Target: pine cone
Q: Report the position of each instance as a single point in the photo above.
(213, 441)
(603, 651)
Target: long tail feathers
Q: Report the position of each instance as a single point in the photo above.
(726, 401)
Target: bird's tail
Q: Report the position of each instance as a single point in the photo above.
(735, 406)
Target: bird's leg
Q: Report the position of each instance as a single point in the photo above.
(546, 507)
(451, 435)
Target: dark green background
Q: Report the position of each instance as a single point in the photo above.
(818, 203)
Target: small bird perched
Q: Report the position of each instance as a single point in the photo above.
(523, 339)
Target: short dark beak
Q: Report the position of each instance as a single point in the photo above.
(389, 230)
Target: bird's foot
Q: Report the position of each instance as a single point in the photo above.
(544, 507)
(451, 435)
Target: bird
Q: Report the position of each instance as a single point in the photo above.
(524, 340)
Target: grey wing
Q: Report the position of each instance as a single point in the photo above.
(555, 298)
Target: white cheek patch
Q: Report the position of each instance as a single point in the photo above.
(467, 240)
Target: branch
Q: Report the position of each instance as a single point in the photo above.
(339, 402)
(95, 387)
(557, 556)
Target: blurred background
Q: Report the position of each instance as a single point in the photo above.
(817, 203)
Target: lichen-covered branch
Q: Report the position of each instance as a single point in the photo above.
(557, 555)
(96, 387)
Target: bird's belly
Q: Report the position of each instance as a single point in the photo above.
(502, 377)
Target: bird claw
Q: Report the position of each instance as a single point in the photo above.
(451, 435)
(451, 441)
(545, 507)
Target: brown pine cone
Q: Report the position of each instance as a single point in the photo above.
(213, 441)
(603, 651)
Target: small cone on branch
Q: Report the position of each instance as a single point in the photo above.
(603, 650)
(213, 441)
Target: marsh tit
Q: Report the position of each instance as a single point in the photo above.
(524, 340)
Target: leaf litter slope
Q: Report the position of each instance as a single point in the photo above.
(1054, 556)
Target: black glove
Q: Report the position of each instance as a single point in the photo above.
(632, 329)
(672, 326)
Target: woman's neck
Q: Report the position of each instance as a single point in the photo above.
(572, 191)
————————
Work instruction> Return only the lines from the beginning of the material up to and including the line with "Target: bird's tail", exactly as written.

Answer area>
Target: pine cone
Q: Report the position of each instance as a single point in the photo above.
(213, 441)
(603, 651)
Target: long tail feathers
Q: Report the position of each instance as a single point in the photo above.
(726, 401)
Target: bird's tail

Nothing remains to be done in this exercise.